# Problem to solve
Reproduce exactly the lines that run from the start of the records below to the line with "bbox: palmate lobed leaf", inclusive.

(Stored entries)
+---+
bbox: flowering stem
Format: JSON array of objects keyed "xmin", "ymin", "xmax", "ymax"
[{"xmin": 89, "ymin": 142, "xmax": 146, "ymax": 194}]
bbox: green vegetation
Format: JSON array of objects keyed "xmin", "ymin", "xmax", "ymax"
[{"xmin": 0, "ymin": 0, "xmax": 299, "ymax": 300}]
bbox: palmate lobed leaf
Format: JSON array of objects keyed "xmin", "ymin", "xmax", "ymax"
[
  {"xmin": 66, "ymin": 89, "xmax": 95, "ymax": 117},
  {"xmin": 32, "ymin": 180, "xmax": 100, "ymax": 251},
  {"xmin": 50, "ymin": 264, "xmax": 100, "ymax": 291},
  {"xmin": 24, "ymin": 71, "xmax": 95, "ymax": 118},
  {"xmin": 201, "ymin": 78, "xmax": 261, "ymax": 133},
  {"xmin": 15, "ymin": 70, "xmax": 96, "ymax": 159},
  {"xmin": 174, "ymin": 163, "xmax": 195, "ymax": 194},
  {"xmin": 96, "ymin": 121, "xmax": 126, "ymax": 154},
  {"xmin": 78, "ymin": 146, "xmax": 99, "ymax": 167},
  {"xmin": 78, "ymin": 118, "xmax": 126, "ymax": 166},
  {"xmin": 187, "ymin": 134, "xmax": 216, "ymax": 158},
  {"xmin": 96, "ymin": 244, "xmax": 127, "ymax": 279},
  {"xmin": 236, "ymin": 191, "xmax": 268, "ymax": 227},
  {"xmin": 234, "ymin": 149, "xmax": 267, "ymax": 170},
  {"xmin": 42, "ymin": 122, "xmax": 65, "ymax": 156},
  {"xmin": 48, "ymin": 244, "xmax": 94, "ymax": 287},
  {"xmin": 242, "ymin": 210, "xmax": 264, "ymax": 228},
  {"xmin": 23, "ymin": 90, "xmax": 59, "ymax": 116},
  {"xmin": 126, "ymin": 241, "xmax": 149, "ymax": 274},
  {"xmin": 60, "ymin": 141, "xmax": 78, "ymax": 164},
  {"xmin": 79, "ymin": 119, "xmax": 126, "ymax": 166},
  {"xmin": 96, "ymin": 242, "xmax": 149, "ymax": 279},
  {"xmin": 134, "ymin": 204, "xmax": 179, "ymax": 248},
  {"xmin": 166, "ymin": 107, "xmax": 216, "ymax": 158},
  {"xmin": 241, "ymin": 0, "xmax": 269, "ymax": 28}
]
+---+
# Problem solution
bbox: flowering stem
Format: JSON array of objects keyed "xmin", "ymin", "xmax", "ymax"
[{"xmin": 89, "ymin": 142, "xmax": 146, "ymax": 194}]
bbox: green vegetation
Format: JSON array of objects keyed "xmin", "ymin", "xmax", "ymax"
[{"xmin": 0, "ymin": 0, "xmax": 299, "ymax": 300}]
bbox: palmate lobed leaf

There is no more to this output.